**Exercise requirements:** Each line of the records has to be copied exactly, though the pictures must be left out.

**Available data:**
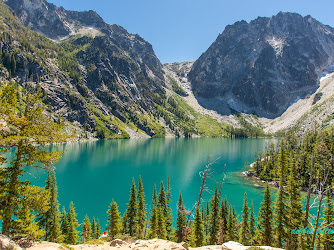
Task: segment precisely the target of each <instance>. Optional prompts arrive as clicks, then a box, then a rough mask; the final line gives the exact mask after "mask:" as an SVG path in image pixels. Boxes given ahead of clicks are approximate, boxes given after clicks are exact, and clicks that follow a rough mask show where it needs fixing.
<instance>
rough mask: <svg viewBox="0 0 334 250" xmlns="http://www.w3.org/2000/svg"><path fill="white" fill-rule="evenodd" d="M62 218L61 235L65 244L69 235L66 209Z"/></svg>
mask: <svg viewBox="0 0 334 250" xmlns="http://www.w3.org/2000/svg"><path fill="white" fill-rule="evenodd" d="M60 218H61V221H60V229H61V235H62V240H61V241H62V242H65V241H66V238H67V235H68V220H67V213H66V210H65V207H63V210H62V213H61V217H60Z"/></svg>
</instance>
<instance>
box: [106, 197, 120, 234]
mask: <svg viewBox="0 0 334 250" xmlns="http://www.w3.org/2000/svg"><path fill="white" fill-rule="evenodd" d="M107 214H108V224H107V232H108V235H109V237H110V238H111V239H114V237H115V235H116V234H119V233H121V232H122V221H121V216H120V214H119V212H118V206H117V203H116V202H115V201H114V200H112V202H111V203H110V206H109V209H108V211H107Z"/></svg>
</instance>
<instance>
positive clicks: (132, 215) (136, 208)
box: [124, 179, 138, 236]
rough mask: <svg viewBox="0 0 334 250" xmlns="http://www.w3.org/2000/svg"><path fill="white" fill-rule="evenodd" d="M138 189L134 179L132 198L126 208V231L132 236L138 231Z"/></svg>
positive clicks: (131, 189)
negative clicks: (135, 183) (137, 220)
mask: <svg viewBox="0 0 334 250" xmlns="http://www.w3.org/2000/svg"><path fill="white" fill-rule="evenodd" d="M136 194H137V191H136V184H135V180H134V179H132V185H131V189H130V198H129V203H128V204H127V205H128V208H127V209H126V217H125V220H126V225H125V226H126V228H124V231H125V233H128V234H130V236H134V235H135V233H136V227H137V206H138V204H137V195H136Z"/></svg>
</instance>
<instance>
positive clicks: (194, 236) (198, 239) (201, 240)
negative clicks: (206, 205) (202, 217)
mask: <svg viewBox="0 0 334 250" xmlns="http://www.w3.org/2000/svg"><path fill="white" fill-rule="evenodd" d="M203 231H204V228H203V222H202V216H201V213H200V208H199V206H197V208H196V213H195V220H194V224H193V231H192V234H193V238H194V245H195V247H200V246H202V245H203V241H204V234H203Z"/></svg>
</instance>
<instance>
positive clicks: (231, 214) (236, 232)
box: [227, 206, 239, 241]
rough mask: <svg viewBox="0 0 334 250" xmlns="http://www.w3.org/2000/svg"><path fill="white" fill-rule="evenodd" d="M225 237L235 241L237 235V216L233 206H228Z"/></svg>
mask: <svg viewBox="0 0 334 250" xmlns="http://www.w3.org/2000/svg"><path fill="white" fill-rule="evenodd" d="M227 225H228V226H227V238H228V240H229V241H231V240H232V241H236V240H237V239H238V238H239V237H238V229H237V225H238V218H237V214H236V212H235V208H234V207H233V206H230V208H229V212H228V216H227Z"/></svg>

**Result for this exercise:**
Task: segment precisely the target of each <instance>. Optional prompts arrive as clicks, then a box, then a rough mask; the final line gives the exact mask after "mask:" as an SVG path in image pixels. Boxes given ahead of clicks are approximate, boxes given after clicks are exact, and clicks that follow a rough mask show where it needs fixing.
<instance>
rough mask: <svg viewBox="0 0 334 250" xmlns="http://www.w3.org/2000/svg"><path fill="white" fill-rule="evenodd" d="M62 218L61 235L65 244L69 235L66 209Z"/></svg>
mask: <svg viewBox="0 0 334 250" xmlns="http://www.w3.org/2000/svg"><path fill="white" fill-rule="evenodd" d="M60 218H61V221H60V229H61V235H62V240H61V241H62V242H65V241H66V238H67V235H68V220H67V213H66V210H65V207H63V210H62V213H61V217H60Z"/></svg>
</instance>
<instance>
box: [106, 197, 120, 234]
mask: <svg viewBox="0 0 334 250" xmlns="http://www.w3.org/2000/svg"><path fill="white" fill-rule="evenodd" d="M107 214H108V224H107V232H108V235H109V237H110V238H111V239H114V237H115V235H116V234H119V233H121V232H122V221H121V216H120V214H119V212H118V206H117V203H116V202H115V201H114V200H112V202H111V203H110V206H109V209H108V211H107Z"/></svg>
</instance>
<instance>
positive clicks: (132, 215) (136, 208)
box: [124, 179, 138, 236]
rough mask: <svg viewBox="0 0 334 250" xmlns="http://www.w3.org/2000/svg"><path fill="white" fill-rule="evenodd" d="M138 189L134 179L132 198L126 208V231L132 236L138 231Z"/></svg>
positive clicks: (131, 189)
negative clicks: (135, 183) (137, 220)
mask: <svg viewBox="0 0 334 250" xmlns="http://www.w3.org/2000/svg"><path fill="white" fill-rule="evenodd" d="M136 194H137V191H136V184H135V180H134V179H132V185H131V189H130V198H129V203H128V204H127V205H128V208H127V209H126V217H125V220H126V225H125V226H126V228H124V231H125V233H128V234H130V236H134V235H135V233H136V227H137V206H138V204H137V195H136Z"/></svg>
</instance>
<instance>
positive clicks: (194, 236) (198, 239) (201, 240)
negative clicks: (206, 205) (202, 217)
mask: <svg viewBox="0 0 334 250" xmlns="http://www.w3.org/2000/svg"><path fill="white" fill-rule="evenodd" d="M203 231H204V228H203V222H202V216H201V213H200V208H199V206H197V208H196V213H195V220H194V224H193V231H192V234H193V238H194V245H195V247H200V246H202V245H203V241H204V234H203Z"/></svg>
</instance>
<instance>
positive clicks: (231, 214) (236, 232)
box: [227, 206, 239, 241]
rough mask: <svg viewBox="0 0 334 250" xmlns="http://www.w3.org/2000/svg"><path fill="white" fill-rule="evenodd" d="M225 237L235 241L237 235V216L233 206H228Z"/></svg>
mask: <svg viewBox="0 0 334 250" xmlns="http://www.w3.org/2000/svg"><path fill="white" fill-rule="evenodd" d="M227 225H228V226H227V238H228V240H229V241H231V240H232V241H236V240H237V239H238V238H239V237H238V229H237V225H238V218H237V214H236V212H235V208H234V207H233V206H230V208H229V212H228V216H227Z"/></svg>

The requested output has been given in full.